**Problem to solve:**
Print the listing below line for line without changing anything, and leave out the pictures.
——————————
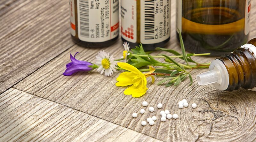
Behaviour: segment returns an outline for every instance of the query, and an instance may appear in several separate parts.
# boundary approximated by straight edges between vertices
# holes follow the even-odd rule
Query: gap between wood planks
[[[13,84],[13,85],[12,86],[11,86],[11,87],[9,87],[9,88],[7,88],[6,89],[5,89],[5,90],[4,90],[4,92],[2,92],[2,93],[0,93],[0,95],[2,95],[2,94],[3,93],[4,93],[4,92],[6,92],[6,91],[8,90],[10,88],[15,88],[15,89],[18,89],[18,90],[19,90],[19,89],[17,89],[17,88],[14,88],[14,87],[13,87],[13,86],[15,86],[15,85],[16,85],[18,84],[19,83],[20,83],[20,82],[21,82],[21,81],[22,81],[22,80],[23,80],[23,79],[24,79],[26,78],[27,77],[28,77],[28,76],[29,76],[30,75],[31,75],[32,74],[33,74],[33,73],[34,73],[36,71],[37,71],[37,70],[39,70],[39,69],[40,69],[41,68],[42,68],[42,67],[44,67],[44,66],[45,65],[46,65],[46,64],[48,64],[51,61],[52,61],[52,60],[53,60],[53,59],[55,59],[56,58],[56,57],[58,57],[59,56],[60,56],[60,55],[61,55],[61,54],[62,54],[62,53],[64,53],[64,52],[65,52],[66,51],[67,51],[68,50],[68,49],[70,49],[70,48],[72,48],[73,47],[73,46],[75,46],[75,45],[76,45],[76,44],[75,43],[74,43],[74,44],[73,45],[72,45],[71,46],[70,46],[70,47],[68,47],[68,48],[67,48],[67,49],[66,49],[66,50],[63,50],[63,51],[61,53],[60,53],[59,54],[58,54],[58,55],[56,55],[56,56],[55,56],[55,57],[53,57],[53,58],[52,58],[52,59],[51,59],[51,60],[49,60],[49,61],[47,61],[47,62],[46,62],[45,63],[45,64],[43,64],[43,65],[42,65],[42,66],[40,66],[40,67],[39,67],[39,68],[38,68],[38,69],[36,69],[36,70],[35,70],[35,71],[34,71],[32,72],[31,72],[31,73],[29,73],[29,74],[28,74],[28,75],[27,75],[25,77],[24,77],[23,78],[21,78],[21,79],[20,79],[20,81],[18,81],[17,82],[16,82],[16,83],[15,83],[15,84]],[[21,91],[21,90],[20,90],[20,91]],[[23,91],[23,92],[24,92],[24,91]],[[27,92],[26,92],[26,93],[27,93]],[[33,94],[33,94],[33,95],[34,95]],[[39,97],[39,96],[38,96],[38,97]]]
[[[56,57],[57,57],[57,56],[59,56],[59,55],[58,55],[58,56],[56,56]],[[50,61],[49,61],[49,62],[50,62]],[[42,67],[43,67],[43,66],[44,66],[44,65],[42,66]],[[40,67],[40,68],[41,68],[41,67]],[[39,68],[38,69],[39,69]],[[23,80],[23,79],[22,79],[22,80]],[[108,120],[107,120],[105,119],[102,119],[102,118],[100,118],[100,117],[98,117],[98,116],[94,116],[94,115],[92,115],[92,114],[89,114],[89,113],[86,113],[86,112],[84,112],[84,111],[81,111],[81,110],[78,110],[78,109],[76,109],[76,108],[72,108],[72,107],[69,107],[69,106],[66,106],[66,105],[64,105],[64,104],[61,104],[61,103],[59,103],[59,102],[55,102],[55,101],[52,101],[52,100],[49,100],[49,99],[46,99],[46,98],[44,98],[43,97],[41,97],[41,96],[37,96],[37,95],[35,95],[35,94],[32,94],[32,93],[28,93],[28,92],[26,92],[26,91],[22,91],[22,90],[20,90],[20,89],[19,89],[17,88],[15,88],[15,87],[11,87],[10,88],[9,88],[9,89],[7,89],[7,90],[9,90],[9,89],[10,89],[10,88],[14,88],[14,89],[17,89],[17,90],[19,90],[19,91],[21,91],[21,92],[23,92],[26,93],[28,93],[28,94],[30,94],[30,95],[33,95],[33,96],[36,96],[36,97],[39,97],[39,98],[42,98],[42,99],[45,99],[45,100],[48,100],[48,101],[52,101],[52,102],[54,102],[54,103],[57,103],[57,104],[60,104],[60,105],[63,105],[63,106],[65,106],[65,107],[68,107],[68,108],[71,108],[71,109],[74,109],[74,110],[76,110],[76,111],[79,111],[79,112],[83,112],[83,113],[85,113],[85,114],[87,114],[87,115],[90,115],[90,116],[94,116],[94,117],[95,117],[97,118],[99,118],[99,119],[100,119],[103,120],[105,120],[105,121],[107,121],[108,122],[109,122],[109,123],[112,123],[115,124],[117,125],[118,125],[118,126],[121,126],[121,127],[122,127],[125,128],[127,128],[127,129],[129,129],[129,130],[132,130],[132,131],[136,131],[136,132],[138,132],[138,133],[140,133],[141,134],[143,134],[143,135],[146,135],[146,136],[148,136],[148,137],[150,137],[150,138],[154,138],[154,139],[157,139],[157,140],[159,140],[159,141],[164,141],[164,142],[167,142],[167,141],[164,141],[164,140],[160,140],[160,139],[158,139],[158,138],[154,138],[154,137],[152,137],[152,136],[149,136],[149,135],[147,135],[147,134],[144,134],[144,133],[141,133],[140,132],[139,132],[139,131],[135,131],[135,130],[134,130],[132,129],[130,129],[130,128],[129,128],[126,127],[124,127],[124,126],[122,126],[122,125],[119,125],[119,124],[117,124],[117,123],[114,123],[114,122],[111,122],[111,121],[109,121]],[[6,92],[6,91],[4,91],[4,92]]]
——————————
**Completed exercise:**
Behaviour: segment returns an outline for every instance of the query, and an instance may appear in several separate parts.
# boundary approximated by straight edges between vertices
# holes follow the even-odd rule
Query: gap between wood planks
[[[13,84],[13,85],[12,86],[11,86],[11,87],[9,87],[9,88],[7,88],[6,89],[5,89],[5,90],[4,90],[4,92],[2,92],[2,93],[0,93],[0,95],[2,95],[2,94],[3,93],[4,93],[4,92],[6,92],[6,91],[8,90],[10,88],[15,88],[15,89],[18,89],[18,90],[19,90],[19,89],[17,89],[17,88],[14,88],[14,87],[13,87],[13,86],[15,86],[15,85],[16,85],[18,84],[19,83],[20,83],[20,82],[21,82],[21,81],[22,81],[22,80],[23,80],[23,79],[24,79],[26,78],[27,77],[28,77],[28,76],[29,76],[30,75],[31,75],[32,74],[33,74],[33,73],[34,73],[36,71],[37,71],[37,70],[39,70],[39,69],[40,69],[41,68],[42,68],[42,67],[44,67],[44,66],[45,65],[46,65],[46,64],[48,64],[51,61],[52,61],[52,60],[53,60],[53,59],[55,59],[56,58],[56,57],[58,57],[59,56],[60,56],[60,55],[61,55],[61,54],[62,54],[62,53],[64,53],[64,52],[65,52],[66,51],[67,51],[68,50],[68,49],[70,49],[70,48],[72,48],[73,47],[73,46],[75,46],[75,45],[76,45],[76,44],[75,43],[74,43],[74,44],[73,45],[72,45],[71,46],[70,46],[70,47],[68,47],[68,48],[67,48],[67,49],[66,49],[66,50],[63,50],[63,51],[61,53],[60,53],[59,54],[58,54],[58,55],[56,55],[56,56],[55,56],[55,57],[53,57],[53,58],[52,58],[52,59],[51,59],[51,60],[49,60],[49,61],[47,61],[47,62],[46,62],[45,63],[45,64],[43,64],[43,65],[42,65],[42,66],[40,66],[40,67],[39,67],[39,68],[38,68],[38,69],[36,69],[36,70],[35,70],[35,71],[34,71],[32,72],[31,72],[31,73],[29,73],[29,74],[28,74],[28,75],[27,75],[25,77],[24,77],[23,78],[21,78],[21,79],[20,79],[20,81],[18,81],[17,82],[16,82],[16,83],[15,83],[15,84]],[[21,91],[21,90],[20,90],[20,91]],[[23,91],[23,92],[24,92],[24,91]],[[27,92],[26,92],[26,93],[27,93]],[[33,94],[33,94],[33,95],[34,95]],[[39,97],[39,96],[38,96],[38,97]]]
[[[56,57],[57,57],[57,56],[59,56],[59,55],[58,55],[58,56],[56,56]],[[50,61],[49,61],[49,62],[50,62]],[[42,67],[43,67],[43,66],[44,66],[44,65],[42,66]],[[40,67],[40,68],[41,68],[41,67]],[[39,68],[38,69],[39,69]],[[23,80],[23,79],[22,79],[22,80]],[[108,120],[107,120],[105,119],[102,119],[102,118],[100,118],[100,117],[98,117],[98,116],[94,116],[94,115],[92,115],[92,114],[89,114],[89,113],[86,113],[86,112],[84,112],[84,111],[81,111],[81,110],[78,110],[78,109],[76,109],[76,108],[72,108],[72,107],[69,107],[69,106],[66,106],[66,105],[64,105],[64,104],[61,104],[61,103],[59,103],[59,102],[55,102],[55,101],[52,101],[52,100],[49,100],[49,99],[46,99],[46,98],[44,98],[43,97],[41,97],[41,96],[37,96],[37,95],[35,95],[35,94],[32,94],[32,93],[28,93],[28,92],[26,92],[26,91],[22,91],[22,90],[20,90],[20,89],[19,89],[17,88],[15,88],[15,87],[11,87],[10,88],[9,88],[9,89],[7,89],[7,90],[9,90],[9,89],[10,89],[10,88],[14,88],[14,89],[17,89],[17,90],[19,90],[19,91],[21,91],[21,92],[23,92],[26,93],[28,93],[28,94],[30,94],[30,95],[33,95],[33,96],[36,96],[36,97],[39,97],[39,98],[42,98],[42,99],[45,99],[45,100],[48,100],[48,101],[52,101],[52,102],[54,102],[54,103],[57,103],[57,104],[60,104],[60,105],[63,105],[63,106],[65,106],[65,107],[68,107],[68,108],[71,108],[71,109],[74,109],[74,110],[76,110],[76,111],[79,111],[79,112],[83,112],[83,113],[85,113],[85,114],[87,114],[87,115],[90,115],[90,116],[94,116],[94,117],[95,117],[97,118],[99,118],[99,119],[100,119],[103,120],[105,120],[105,121],[107,121],[108,122],[109,122],[109,123],[112,123],[115,124],[117,125],[118,125],[118,126],[121,126],[121,127],[122,127],[125,128],[127,128],[127,129],[129,129],[129,130],[132,130],[132,131],[136,131],[136,132],[138,132],[138,133],[140,133],[141,134],[143,134],[143,135],[146,135],[146,136],[148,136],[148,137],[150,137],[150,138],[154,138],[154,139],[157,139],[157,140],[159,140],[159,141],[164,141],[164,142],[167,142],[167,141],[164,141],[164,140],[160,140],[160,139],[158,139],[158,138],[154,138],[154,137],[152,137],[152,136],[149,136],[149,135],[147,135],[147,134],[144,134],[144,133],[141,133],[140,132],[139,132],[139,131],[135,131],[135,130],[134,130],[132,129],[130,129],[130,128],[129,128],[126,127],[124,127],[124,126],[122,126],[122,125],[119,125],[119,124],[117,124],[117,123],[114,123],[114,122],[111,122],[111,121],[109,121]],[[6,92],[6,91],[4,91],[4,92]]]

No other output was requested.